### [TASK DETAILS]
Answer these questions using the course description:
(a) What percentage of the final grade does the final exam count for?
(b) How many of the eight weekly assignments must be completed on time and satisfactorily to pass the course?
(c) Which master's program is the course limited to?
━━ EXCERPTED TEXT ━━
In this this course, you will learn to:
- Know, explain, and apply data retrieval from existing relational and nonrelational databases, including text, using queries build from primitives such as select, subset, and join both directly in, e.g., SQL and Python Pandas.
- Know, explain, and apply common data clean-up procedures, including missing data and the appropriate imputation methods and feature selection.
- Know, explain, and apply methodology to properly set-up data analysis experiments, such as train, validate, and test and the bias/variance trade-off.
- Know, explain, and apply supervised machine learning algorithms, both for classification and regression purposes as well as their related quality measures, such as AUC and the confusion matrix.
- Know, explain, and apply non-supervised learning algorithms, such as clustering and other techniques that result in lower-dimensional data representations.
- Be able to choose between the different techniques learned in the course and be able to explain why the chosen technique fits both the data and the research question best.
Your final grade in the course will be a weighted average of the following parts:
To pass the course, student’s final grade should be greater than or equal to 5.5 with a precondition that the grade for each of P2 and P3 is greater than 4.
- P1. Weekly assignments (pass/fail): for each week there will be assignments containing both theoretical and programming questions. Timely and satisfactory completion of 7 out of 8 assignments is required to pass the course. Students who successfully pass 8 assignments will receive 0.5 points bonus on the final grade.
- P2. Weekly exams (30%): each week, there will be a short exam of about 30 minutes.
- P3. Final exam (70%): the final exam will include both theoretical and programming questions that cover all the material of the course.
In addition, P1 should be satisfied.
Students with final grades between 4.0 and 5.4 will have a chance to attend the resit exam, which will be considered as a replacement for their final exam.
To be able to attend the resit exam, your grades for each of P2 and P3 should be greater than or equal to 4.
This course is for students in the master Applied Data Science only.
Data do not fall from heaven, but are created, manipulated, transformed, and cleaned - in any data analysis, therefore, the treatment of the data itself is just as important as the modeling techniques applied to them.
In this course, you will get acquainted with and implement a variety of techniques to go from raw data to analyses, visualizations and insights for science and business applications.
This is an overview course designed to give you the tools and skills to use and evaluate data science methods.
Each week there are lectures that present the theories and give a general overview of the systems that are available.
Then laboratory exercises and the tutorial sessions give a hands-on experience where the students can practice the theory on real-world applications.
━━━
━━ RECORDS SHOWN ━━
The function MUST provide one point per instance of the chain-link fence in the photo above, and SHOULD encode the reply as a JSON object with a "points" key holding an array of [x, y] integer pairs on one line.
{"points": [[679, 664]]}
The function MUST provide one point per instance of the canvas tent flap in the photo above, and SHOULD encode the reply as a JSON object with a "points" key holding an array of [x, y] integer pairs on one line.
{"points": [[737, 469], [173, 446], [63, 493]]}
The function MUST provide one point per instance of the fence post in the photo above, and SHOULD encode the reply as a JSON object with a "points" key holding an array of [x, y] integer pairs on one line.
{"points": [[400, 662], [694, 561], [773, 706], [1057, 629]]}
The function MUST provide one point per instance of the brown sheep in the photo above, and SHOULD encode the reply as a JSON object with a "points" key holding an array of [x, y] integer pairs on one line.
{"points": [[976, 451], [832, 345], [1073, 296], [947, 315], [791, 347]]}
━━━
### [REPLY TO THE TASK]
(a) 70%
(b) 7
(c) Applied Data Science